Stored data:
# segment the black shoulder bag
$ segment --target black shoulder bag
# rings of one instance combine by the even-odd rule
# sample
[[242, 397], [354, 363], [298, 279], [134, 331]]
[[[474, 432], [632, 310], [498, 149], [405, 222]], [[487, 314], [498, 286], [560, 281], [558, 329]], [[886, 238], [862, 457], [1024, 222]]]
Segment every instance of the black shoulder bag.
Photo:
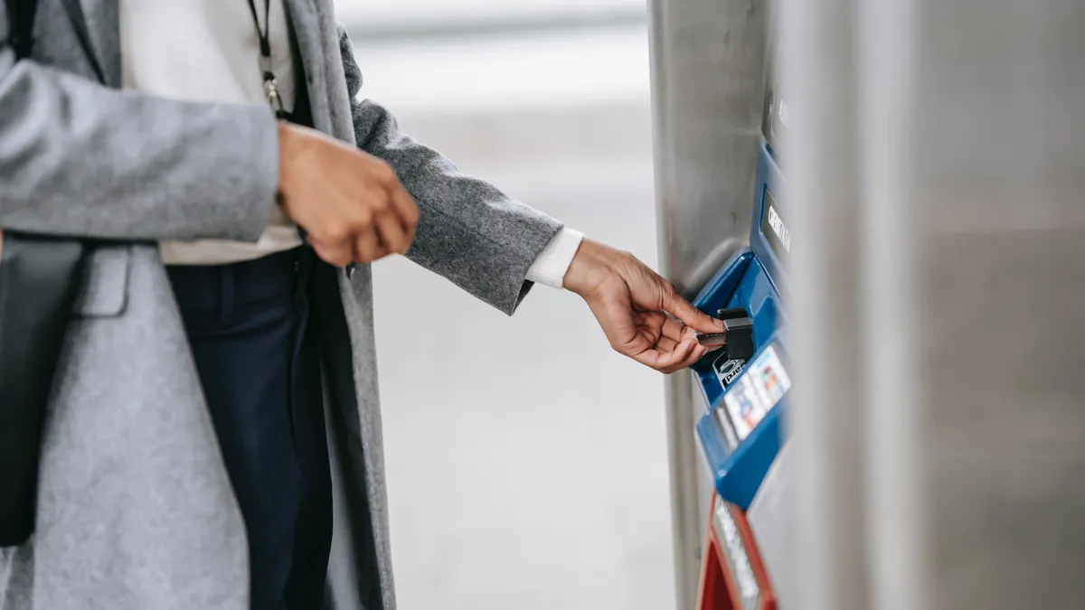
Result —
[[[10, 46], [30, 53], [36, 0], [5, 0]], [[81, 15], [81, 12], [80, 12]], [[84, 244], [3, 231], [0, 250], [0, 546], [34, 531], [38, 467], [56, 363], [77, 297]]]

### What needs to be done
Return each line of the records that contains the string "black".

### Output of the exercise
# segment the black shoulder bag
$ segment --target black shoulder bag
Segment every instance of the black shoulder bag.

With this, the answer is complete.